§ **Task directions**:
Starting at the line with "Please put a point on each instance of the backlit" in it, reproduce each line below through the last one, exactly, and include nothing else.

==============================

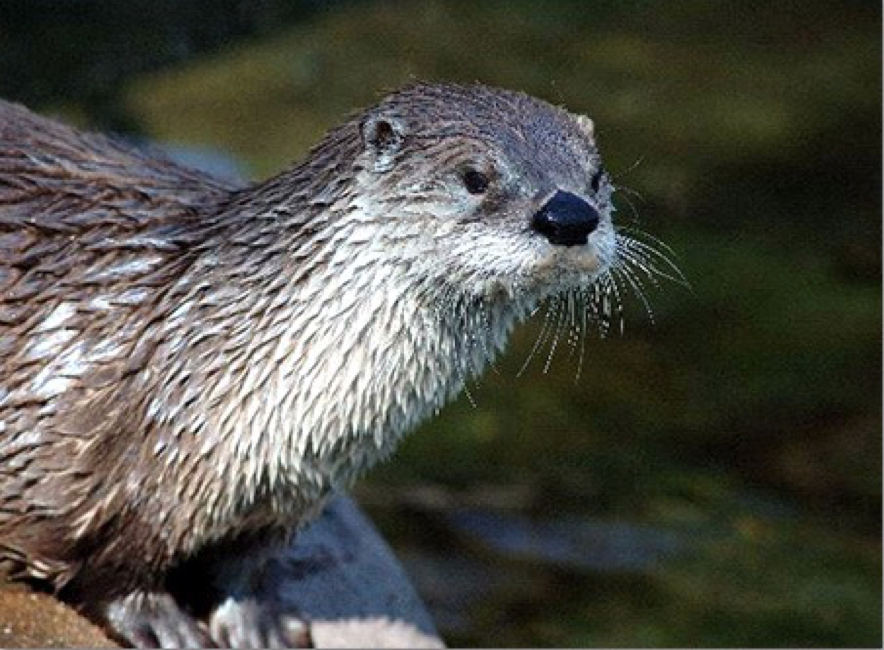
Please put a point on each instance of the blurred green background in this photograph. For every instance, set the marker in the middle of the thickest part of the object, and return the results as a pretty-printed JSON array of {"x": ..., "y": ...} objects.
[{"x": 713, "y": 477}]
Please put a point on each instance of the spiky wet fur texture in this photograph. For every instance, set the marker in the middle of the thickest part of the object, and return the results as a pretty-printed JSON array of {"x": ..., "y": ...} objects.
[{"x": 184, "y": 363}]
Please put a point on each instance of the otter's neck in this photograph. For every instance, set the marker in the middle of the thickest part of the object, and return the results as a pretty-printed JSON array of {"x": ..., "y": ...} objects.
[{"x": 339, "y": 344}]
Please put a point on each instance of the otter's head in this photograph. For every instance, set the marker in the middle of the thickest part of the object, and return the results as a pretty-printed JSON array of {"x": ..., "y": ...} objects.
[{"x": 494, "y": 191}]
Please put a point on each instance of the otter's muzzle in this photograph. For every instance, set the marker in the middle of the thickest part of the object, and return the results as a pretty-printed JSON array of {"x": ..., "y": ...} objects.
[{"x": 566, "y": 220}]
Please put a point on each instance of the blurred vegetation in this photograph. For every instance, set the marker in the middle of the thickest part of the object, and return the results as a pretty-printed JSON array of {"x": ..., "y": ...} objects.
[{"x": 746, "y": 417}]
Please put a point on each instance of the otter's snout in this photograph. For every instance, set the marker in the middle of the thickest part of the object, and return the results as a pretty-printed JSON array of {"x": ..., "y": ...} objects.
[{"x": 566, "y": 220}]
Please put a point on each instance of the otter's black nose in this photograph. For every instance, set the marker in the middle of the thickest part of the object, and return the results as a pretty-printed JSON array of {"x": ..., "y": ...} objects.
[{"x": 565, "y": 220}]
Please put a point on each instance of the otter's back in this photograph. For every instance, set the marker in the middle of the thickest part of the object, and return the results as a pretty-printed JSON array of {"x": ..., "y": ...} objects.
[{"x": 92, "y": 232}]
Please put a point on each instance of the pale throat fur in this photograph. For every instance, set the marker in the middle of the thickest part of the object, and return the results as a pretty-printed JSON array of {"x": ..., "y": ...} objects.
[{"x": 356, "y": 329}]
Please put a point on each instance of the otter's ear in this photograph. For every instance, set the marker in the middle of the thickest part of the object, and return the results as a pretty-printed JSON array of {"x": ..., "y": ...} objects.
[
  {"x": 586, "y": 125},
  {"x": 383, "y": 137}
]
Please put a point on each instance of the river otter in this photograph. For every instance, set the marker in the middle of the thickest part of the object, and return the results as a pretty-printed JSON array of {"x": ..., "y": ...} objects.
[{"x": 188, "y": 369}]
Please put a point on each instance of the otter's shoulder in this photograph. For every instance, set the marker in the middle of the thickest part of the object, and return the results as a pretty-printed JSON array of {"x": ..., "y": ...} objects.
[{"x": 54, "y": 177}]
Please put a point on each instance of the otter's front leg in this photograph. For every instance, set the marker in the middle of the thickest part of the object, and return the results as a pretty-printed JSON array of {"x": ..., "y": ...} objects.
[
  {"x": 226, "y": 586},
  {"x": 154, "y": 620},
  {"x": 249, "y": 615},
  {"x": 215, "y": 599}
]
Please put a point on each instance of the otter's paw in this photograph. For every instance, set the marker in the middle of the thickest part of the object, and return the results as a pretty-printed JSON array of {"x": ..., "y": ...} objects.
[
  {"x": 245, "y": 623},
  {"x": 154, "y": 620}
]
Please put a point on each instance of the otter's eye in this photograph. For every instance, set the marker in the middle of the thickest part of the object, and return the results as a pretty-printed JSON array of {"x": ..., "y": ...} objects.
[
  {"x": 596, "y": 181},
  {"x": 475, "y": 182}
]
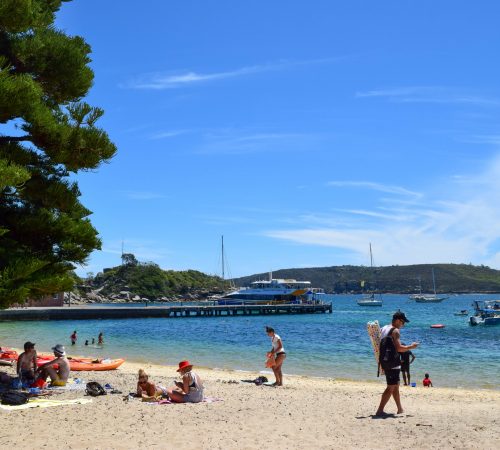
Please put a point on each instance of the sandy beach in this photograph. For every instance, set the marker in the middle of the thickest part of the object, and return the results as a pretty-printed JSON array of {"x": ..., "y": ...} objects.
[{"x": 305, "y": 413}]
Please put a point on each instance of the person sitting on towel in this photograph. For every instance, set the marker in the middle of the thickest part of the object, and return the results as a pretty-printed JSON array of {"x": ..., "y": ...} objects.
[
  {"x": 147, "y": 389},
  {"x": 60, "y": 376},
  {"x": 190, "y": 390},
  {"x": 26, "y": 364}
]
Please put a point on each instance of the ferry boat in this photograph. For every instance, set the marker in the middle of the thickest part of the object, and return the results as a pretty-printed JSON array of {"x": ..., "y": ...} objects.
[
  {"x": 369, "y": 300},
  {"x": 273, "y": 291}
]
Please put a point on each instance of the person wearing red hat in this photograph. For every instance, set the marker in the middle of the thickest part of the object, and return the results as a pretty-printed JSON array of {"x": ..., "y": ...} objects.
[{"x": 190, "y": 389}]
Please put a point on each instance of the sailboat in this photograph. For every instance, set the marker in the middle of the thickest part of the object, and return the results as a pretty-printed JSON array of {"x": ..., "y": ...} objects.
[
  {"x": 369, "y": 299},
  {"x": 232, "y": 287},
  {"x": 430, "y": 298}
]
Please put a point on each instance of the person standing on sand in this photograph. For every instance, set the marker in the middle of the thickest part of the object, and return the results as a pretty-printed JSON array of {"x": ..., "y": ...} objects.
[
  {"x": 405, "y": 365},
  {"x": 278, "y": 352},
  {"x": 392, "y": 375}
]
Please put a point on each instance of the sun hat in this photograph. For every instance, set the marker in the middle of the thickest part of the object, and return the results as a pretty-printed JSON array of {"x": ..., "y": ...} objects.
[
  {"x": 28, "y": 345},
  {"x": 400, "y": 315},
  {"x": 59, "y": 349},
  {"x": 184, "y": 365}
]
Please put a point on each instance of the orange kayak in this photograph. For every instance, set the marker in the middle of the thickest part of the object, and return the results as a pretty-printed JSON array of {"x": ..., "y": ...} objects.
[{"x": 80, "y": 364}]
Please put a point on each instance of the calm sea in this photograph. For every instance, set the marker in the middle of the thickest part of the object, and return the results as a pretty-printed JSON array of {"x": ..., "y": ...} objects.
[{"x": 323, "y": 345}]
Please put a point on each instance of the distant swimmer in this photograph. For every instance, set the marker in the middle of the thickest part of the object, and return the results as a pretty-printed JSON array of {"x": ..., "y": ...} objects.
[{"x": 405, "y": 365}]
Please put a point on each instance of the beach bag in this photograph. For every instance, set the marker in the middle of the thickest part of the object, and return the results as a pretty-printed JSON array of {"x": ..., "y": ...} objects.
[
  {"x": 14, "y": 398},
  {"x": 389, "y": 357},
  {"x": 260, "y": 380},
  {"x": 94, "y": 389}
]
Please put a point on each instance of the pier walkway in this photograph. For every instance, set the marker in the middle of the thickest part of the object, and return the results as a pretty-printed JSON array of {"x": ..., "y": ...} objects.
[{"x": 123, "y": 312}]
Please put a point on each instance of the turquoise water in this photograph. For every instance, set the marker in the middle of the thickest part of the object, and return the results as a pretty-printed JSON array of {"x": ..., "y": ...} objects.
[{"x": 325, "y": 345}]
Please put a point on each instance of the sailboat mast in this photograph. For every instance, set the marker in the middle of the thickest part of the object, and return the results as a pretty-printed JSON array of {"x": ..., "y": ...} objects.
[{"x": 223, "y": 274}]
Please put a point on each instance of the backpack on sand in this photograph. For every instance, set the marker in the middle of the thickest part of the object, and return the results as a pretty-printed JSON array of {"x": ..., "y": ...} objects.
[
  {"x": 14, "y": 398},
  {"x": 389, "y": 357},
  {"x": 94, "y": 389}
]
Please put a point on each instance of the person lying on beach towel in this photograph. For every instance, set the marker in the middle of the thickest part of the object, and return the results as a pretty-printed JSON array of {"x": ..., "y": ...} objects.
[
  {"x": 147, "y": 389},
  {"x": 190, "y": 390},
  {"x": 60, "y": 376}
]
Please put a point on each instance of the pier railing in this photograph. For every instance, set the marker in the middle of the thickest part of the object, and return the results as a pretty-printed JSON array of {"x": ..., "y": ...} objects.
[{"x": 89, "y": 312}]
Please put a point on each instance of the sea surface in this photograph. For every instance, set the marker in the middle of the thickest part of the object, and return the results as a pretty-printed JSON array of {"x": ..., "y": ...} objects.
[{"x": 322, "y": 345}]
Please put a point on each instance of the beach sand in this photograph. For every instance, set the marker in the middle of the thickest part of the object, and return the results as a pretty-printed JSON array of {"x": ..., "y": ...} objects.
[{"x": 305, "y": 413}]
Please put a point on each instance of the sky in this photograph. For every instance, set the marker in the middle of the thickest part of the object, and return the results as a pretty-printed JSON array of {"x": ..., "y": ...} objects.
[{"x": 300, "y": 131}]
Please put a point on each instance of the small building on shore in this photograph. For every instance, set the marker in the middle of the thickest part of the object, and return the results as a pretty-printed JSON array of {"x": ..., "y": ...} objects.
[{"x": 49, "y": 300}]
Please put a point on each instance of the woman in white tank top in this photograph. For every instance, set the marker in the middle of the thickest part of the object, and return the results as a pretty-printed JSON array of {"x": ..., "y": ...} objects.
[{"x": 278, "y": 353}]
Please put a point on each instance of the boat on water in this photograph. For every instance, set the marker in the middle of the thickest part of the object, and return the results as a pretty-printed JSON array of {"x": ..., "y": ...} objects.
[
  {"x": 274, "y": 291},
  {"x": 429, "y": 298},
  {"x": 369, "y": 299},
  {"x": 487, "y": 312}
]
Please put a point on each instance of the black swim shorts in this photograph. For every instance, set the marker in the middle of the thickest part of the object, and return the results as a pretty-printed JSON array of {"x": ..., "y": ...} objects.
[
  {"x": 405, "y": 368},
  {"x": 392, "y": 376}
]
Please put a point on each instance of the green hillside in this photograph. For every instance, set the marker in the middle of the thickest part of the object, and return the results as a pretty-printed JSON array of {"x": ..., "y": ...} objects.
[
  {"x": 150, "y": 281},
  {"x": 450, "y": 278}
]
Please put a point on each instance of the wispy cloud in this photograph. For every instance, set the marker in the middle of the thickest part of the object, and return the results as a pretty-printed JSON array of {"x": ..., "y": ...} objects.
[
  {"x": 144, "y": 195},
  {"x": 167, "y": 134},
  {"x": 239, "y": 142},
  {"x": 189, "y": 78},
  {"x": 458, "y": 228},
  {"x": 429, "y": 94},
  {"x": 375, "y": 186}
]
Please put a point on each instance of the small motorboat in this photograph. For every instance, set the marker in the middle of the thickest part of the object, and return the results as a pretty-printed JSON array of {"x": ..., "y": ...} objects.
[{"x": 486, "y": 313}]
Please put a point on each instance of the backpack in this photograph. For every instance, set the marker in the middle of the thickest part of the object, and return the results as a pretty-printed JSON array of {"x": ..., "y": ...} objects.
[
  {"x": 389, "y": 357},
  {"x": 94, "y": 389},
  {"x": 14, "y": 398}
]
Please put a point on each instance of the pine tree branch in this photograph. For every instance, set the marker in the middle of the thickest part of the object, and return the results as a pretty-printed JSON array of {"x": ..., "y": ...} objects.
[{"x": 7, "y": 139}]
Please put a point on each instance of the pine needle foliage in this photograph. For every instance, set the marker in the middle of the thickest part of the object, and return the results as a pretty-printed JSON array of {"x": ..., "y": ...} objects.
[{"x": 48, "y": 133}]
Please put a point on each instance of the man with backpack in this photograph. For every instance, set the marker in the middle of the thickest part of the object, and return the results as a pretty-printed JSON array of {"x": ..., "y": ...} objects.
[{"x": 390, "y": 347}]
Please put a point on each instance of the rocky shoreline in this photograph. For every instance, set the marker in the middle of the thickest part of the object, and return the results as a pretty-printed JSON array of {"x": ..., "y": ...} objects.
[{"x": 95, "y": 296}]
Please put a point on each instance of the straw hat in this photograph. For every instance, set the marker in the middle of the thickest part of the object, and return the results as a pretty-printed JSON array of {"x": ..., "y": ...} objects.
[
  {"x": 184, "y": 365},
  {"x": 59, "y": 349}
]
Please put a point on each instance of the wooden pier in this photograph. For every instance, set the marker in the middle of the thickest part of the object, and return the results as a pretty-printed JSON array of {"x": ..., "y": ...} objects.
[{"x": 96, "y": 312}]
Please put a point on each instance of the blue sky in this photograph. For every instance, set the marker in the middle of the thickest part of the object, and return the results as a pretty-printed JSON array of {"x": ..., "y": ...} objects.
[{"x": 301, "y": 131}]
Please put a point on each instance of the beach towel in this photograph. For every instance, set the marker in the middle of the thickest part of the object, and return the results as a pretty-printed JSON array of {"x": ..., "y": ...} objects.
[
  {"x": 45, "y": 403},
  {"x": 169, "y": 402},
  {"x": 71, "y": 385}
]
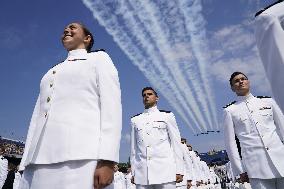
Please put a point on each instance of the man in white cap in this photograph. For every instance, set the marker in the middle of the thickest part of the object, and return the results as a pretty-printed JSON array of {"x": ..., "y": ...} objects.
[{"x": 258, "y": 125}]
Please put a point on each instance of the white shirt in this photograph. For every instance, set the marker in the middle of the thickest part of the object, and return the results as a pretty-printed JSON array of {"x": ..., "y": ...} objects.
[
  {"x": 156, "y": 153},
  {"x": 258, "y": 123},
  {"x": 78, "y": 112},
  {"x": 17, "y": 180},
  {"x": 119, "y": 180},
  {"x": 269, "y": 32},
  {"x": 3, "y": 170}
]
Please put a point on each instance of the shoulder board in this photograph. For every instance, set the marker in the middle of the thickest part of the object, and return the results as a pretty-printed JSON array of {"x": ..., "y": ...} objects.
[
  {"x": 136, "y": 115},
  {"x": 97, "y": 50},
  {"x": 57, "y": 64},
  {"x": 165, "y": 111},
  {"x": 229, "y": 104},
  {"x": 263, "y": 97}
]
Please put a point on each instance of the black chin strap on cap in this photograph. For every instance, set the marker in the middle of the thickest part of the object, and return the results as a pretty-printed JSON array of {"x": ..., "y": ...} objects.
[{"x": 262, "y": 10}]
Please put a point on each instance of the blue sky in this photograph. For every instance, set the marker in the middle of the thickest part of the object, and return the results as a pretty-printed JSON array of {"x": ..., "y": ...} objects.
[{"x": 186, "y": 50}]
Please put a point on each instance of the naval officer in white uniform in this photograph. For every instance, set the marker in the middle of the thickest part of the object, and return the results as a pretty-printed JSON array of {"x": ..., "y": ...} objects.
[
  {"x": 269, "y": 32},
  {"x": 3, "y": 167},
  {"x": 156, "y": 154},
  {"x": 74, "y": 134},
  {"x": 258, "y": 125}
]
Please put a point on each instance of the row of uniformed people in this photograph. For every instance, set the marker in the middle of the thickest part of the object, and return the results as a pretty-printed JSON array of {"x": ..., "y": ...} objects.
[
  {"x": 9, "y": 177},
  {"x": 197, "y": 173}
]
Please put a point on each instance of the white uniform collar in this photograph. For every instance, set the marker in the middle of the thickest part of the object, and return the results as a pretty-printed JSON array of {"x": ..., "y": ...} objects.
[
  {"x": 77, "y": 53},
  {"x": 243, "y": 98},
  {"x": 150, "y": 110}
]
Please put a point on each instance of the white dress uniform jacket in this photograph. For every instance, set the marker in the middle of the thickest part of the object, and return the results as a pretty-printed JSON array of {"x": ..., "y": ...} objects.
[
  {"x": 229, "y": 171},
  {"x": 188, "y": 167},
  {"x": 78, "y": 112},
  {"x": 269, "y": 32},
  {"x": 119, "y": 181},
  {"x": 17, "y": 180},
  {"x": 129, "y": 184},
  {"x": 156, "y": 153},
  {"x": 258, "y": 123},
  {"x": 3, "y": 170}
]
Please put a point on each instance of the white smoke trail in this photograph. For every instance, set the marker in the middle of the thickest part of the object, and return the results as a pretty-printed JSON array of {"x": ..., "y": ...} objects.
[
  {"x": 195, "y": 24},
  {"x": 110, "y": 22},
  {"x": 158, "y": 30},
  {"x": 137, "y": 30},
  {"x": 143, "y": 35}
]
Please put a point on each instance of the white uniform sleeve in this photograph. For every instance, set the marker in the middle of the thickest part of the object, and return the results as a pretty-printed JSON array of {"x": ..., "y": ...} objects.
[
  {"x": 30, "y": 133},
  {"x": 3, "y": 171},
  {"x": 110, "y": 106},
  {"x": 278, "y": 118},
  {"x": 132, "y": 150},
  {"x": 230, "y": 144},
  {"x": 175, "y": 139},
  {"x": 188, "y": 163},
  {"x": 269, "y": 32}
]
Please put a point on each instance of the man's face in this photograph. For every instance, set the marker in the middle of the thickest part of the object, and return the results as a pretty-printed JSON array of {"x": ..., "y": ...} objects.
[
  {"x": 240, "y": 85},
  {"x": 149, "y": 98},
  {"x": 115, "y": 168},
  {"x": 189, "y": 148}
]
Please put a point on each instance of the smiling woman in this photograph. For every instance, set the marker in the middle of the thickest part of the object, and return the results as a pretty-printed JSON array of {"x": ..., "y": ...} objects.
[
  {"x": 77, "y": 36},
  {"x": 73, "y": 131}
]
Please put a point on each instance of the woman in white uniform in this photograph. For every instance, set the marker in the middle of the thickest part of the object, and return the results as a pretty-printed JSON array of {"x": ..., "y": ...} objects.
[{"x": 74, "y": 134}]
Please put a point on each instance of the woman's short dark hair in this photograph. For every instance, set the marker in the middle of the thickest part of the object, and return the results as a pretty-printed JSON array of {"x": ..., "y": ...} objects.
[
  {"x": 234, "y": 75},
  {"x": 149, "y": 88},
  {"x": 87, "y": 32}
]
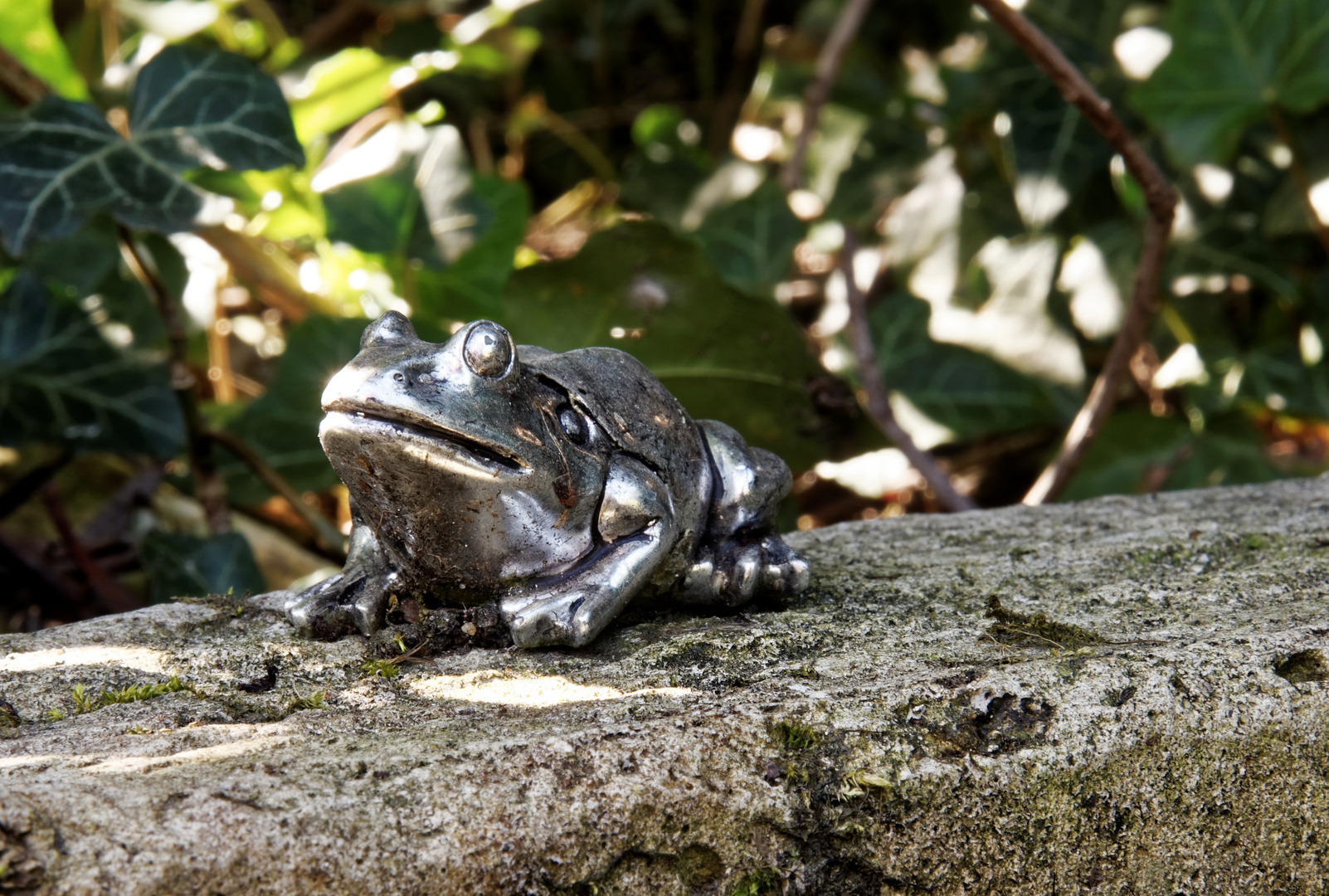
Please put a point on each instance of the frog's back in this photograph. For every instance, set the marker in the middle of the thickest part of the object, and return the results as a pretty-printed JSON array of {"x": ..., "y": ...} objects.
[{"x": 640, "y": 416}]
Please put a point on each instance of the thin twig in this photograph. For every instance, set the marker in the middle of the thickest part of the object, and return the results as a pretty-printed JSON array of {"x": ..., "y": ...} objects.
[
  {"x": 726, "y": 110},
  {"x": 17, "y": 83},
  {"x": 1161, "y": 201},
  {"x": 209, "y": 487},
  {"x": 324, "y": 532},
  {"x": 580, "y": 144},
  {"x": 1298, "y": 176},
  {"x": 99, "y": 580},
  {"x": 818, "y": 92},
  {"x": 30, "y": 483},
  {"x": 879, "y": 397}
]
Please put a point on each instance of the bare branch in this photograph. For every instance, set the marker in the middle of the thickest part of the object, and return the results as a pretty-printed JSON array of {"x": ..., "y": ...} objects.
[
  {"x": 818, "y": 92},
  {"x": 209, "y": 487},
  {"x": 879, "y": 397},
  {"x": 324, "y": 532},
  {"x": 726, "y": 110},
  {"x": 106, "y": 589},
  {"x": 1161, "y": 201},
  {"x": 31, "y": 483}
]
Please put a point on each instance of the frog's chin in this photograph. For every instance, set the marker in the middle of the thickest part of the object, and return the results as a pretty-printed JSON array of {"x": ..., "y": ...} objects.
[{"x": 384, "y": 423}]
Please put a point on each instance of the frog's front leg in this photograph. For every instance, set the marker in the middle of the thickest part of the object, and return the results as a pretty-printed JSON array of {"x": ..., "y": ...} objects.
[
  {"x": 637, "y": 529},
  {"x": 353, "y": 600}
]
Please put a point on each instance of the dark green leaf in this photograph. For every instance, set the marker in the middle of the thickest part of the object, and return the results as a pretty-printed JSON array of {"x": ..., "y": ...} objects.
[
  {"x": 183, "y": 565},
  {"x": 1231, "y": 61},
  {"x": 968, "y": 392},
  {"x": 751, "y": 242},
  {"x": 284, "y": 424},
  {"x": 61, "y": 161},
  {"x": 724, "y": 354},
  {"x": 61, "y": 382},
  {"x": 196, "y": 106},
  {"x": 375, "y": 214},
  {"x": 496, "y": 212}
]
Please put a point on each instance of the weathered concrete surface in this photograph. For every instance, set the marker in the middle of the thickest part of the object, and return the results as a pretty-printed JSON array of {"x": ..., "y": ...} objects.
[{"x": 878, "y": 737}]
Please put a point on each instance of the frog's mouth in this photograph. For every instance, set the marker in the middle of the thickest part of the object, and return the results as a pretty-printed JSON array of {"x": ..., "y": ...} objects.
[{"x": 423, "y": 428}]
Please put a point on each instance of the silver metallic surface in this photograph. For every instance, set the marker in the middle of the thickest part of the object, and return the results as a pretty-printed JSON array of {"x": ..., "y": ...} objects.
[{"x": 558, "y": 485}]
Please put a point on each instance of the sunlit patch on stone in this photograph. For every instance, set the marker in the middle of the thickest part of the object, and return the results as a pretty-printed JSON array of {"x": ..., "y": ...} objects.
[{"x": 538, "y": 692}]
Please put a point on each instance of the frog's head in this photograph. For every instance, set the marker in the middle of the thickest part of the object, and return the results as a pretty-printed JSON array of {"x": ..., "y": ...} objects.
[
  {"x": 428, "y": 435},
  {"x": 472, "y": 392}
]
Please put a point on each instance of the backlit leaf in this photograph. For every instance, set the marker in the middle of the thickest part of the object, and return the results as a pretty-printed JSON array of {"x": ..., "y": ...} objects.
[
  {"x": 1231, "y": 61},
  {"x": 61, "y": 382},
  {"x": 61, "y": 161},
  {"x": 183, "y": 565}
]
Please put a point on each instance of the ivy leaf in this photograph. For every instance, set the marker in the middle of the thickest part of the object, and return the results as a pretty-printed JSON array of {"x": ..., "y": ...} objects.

==============================

§ **Problem solution**:
Please put a point on each instance of the backlit leaf in this photograph. For every instance, set the marker in the middle of the thickest part of the object, and return the results as a pretty-printed JSON array of {"x": ..., "y": ...} objects.
[
  {"x": 1231, "y": 61},
  {"x": 61, "y": 382},
  {"x": 61, "y": 161},
  {"x": 183, "y": 565}
]
Please put a point on each instance of the ivy leaf in this photograph. For every instance, set the marker in the middle of the thickest part of the object, and return the results as a pretty-printed JSON array of {"x": ..., "y": ...} objects.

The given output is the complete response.